= PROVIDED TEXT =
:::::
"His was the task and his the lordly gift
Our eyes, our hearts, bent earthward, to uplift."
This was his power,—to inspire others, to make life purer, loftier, calmer, brighter. Optimism is what the young want, and he could no more help taking the hopeful view of the universe and its future than Claude could help flooding his landscapes with sunshine.
"Nature," published in 1836, "the first clear manifestation of his genius," as Mr. Norton calls it, revealed him as an idealist and a poet, with a tendency to mysticism. If he had been independent in circumstances, he would doubtless have developed more freely in these directions. But he had his living to get and a family to support, and he must look about him for some paying occupation. The lecture-room naturally presented itself to a scholar accustomed to speaking from the pulpit. This medium of communicating thought was not as yet very popular, and the rewards it offered were but moderate. Emerson was of a very hopeful nature, however, and believed in its possibilities.
—"I am always haunted with brave dreams of what might be accomplished in the lecture-room,—so free and so unpretending a platform,—a Delos not yet made fast. I imagine an eloquence of infinite variety, rich as conversation can be, with anecdote, joke, tragedy, epics and pindarics, argument and confession." So writes Emerson to Carlyle in 1841.
It would be as unfair to overlook the special form in which Emerson gave most of his thoughts to the world, as it would be to leave out of view the calling of Shakespeare in judging his literary character. Emerson was an essayist and a lecturer, as Shakespeare was a dramatist and a play-actor.
The exigencies of the theatre account for much that is, as it were, accidental in the writings of Shakespeare. The demands of the lecture-room account for many peculiarities which are characteristic of Emerson as an author. The play must be in five acts, each of a given length. The lecture must fill an hour and not overrun it. Both play and lecture must be vivid, varied, picturesque, stimulating, or the audience would tire before the allotted time was over.
:::::
= WHAT IS BEING ASKED =
In the text on Emerson, in what year was "Nature" published? Use only the text on Emerson to do the task.

(Records from a dataset)
:::::
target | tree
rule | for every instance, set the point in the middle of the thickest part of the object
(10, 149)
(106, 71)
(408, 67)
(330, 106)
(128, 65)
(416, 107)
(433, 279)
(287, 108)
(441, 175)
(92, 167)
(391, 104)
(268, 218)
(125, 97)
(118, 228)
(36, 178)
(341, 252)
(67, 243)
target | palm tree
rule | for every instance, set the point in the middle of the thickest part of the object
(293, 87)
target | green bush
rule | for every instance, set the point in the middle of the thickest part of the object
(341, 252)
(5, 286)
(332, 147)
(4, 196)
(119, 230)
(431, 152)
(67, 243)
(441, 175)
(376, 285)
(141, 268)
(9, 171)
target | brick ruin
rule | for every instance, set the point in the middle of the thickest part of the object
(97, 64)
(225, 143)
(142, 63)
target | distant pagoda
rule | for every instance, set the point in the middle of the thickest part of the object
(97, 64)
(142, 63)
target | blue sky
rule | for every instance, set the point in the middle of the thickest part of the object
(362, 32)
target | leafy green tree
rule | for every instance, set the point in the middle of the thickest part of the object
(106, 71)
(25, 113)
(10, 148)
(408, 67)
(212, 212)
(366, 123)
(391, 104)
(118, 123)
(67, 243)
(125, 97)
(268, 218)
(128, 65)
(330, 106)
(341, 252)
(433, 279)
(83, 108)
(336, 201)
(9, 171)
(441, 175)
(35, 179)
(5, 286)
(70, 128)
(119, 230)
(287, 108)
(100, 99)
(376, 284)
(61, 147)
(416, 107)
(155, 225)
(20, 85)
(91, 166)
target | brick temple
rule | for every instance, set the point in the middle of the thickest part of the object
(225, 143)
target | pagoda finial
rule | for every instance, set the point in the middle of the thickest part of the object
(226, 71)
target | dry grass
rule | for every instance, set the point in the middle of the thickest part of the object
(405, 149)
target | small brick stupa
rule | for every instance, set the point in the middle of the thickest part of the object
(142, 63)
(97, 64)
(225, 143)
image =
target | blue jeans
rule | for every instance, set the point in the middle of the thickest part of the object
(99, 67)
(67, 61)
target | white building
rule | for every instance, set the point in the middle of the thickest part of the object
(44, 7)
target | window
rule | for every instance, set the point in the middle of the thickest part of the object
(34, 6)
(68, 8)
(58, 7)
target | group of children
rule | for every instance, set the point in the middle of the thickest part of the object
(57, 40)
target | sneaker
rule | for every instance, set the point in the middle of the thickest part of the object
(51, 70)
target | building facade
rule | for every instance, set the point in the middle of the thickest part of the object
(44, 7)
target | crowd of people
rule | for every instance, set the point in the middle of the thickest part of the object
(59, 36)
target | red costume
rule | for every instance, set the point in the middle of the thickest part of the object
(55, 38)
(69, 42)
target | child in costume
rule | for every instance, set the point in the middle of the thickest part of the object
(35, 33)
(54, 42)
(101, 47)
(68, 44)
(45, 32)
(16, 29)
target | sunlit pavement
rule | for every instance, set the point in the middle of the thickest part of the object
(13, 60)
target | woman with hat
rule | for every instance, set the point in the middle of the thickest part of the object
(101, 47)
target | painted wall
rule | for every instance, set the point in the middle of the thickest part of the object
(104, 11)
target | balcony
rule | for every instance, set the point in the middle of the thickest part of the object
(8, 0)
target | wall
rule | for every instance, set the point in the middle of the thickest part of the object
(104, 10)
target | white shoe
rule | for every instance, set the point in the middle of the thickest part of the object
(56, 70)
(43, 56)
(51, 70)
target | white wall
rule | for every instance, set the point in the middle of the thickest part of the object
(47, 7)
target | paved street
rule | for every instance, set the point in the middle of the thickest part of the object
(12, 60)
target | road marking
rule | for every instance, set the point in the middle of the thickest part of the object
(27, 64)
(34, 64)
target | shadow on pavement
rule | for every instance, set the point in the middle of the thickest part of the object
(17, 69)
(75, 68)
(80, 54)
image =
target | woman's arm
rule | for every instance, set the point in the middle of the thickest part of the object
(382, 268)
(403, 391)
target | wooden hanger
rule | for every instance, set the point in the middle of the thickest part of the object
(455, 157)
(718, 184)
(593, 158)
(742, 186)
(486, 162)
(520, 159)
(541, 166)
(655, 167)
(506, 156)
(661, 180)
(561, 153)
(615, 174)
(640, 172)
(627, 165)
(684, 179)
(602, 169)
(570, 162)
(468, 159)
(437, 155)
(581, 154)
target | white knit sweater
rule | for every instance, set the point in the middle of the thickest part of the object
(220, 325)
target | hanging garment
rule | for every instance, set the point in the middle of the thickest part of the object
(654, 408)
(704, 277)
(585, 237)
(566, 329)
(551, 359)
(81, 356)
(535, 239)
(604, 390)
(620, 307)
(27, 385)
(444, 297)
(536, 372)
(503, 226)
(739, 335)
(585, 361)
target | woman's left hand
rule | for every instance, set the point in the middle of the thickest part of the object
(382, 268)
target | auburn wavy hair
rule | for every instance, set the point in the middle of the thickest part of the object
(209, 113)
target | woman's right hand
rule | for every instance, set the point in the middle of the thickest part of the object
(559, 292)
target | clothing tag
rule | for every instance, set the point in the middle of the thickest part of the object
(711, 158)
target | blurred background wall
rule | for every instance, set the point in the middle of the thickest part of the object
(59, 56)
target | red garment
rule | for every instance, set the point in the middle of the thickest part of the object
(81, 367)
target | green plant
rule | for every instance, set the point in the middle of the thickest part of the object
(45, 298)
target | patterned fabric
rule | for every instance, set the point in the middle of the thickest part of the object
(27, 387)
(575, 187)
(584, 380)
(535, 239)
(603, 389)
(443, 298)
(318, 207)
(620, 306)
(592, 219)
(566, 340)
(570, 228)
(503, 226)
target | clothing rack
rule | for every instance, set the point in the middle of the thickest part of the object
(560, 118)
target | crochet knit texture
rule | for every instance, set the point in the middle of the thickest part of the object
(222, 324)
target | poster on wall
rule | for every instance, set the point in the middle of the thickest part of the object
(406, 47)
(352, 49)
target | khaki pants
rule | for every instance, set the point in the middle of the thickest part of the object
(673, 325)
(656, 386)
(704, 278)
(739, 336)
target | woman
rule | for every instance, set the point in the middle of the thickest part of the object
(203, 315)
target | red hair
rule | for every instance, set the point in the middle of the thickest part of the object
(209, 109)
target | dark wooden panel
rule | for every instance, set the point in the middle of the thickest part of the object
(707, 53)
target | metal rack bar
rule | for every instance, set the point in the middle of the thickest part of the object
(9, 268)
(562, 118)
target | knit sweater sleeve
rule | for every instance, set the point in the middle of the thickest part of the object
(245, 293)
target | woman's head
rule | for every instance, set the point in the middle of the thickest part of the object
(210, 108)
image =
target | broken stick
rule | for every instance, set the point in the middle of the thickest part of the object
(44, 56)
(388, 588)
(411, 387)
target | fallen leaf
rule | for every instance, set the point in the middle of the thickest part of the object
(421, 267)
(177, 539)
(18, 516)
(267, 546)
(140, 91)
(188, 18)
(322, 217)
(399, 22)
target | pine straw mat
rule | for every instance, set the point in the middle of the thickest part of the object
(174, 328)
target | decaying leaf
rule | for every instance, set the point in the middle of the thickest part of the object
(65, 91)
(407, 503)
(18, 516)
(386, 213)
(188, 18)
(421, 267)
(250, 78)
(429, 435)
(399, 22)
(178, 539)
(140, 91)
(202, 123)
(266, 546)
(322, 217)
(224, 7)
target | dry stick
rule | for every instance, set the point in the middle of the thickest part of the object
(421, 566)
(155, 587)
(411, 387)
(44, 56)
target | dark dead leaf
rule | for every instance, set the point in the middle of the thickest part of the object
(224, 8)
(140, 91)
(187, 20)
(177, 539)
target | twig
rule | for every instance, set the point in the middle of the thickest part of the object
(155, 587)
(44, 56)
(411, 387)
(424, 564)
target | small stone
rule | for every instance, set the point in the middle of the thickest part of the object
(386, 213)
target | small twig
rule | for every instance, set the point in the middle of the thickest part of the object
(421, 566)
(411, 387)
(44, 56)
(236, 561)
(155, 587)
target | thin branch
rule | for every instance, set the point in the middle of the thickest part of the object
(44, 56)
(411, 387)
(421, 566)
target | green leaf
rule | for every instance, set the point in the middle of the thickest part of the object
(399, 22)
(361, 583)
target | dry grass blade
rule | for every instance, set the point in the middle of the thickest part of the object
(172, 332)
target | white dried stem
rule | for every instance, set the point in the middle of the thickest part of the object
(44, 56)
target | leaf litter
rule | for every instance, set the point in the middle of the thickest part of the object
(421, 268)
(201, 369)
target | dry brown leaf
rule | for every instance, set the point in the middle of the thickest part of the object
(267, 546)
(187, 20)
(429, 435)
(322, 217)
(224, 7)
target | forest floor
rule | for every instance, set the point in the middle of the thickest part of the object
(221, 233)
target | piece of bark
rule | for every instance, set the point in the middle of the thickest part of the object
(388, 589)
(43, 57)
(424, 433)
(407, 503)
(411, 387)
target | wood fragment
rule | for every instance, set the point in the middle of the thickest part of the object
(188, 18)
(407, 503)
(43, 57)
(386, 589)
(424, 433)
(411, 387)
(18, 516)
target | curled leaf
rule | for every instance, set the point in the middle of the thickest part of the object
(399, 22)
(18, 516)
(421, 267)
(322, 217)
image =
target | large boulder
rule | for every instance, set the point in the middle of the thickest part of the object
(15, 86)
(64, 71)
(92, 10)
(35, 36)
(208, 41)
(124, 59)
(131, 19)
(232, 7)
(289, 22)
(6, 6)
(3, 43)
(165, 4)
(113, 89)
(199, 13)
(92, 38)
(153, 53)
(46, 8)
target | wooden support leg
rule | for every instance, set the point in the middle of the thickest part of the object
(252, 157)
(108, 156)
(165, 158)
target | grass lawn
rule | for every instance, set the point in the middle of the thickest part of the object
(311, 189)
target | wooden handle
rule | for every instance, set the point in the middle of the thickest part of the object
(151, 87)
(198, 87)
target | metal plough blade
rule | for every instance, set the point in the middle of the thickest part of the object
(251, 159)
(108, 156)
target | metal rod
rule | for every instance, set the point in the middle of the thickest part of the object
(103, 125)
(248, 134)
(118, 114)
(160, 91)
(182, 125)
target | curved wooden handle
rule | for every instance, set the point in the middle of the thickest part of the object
:::::
= SOLUTION TO THE PROBLEM =
1836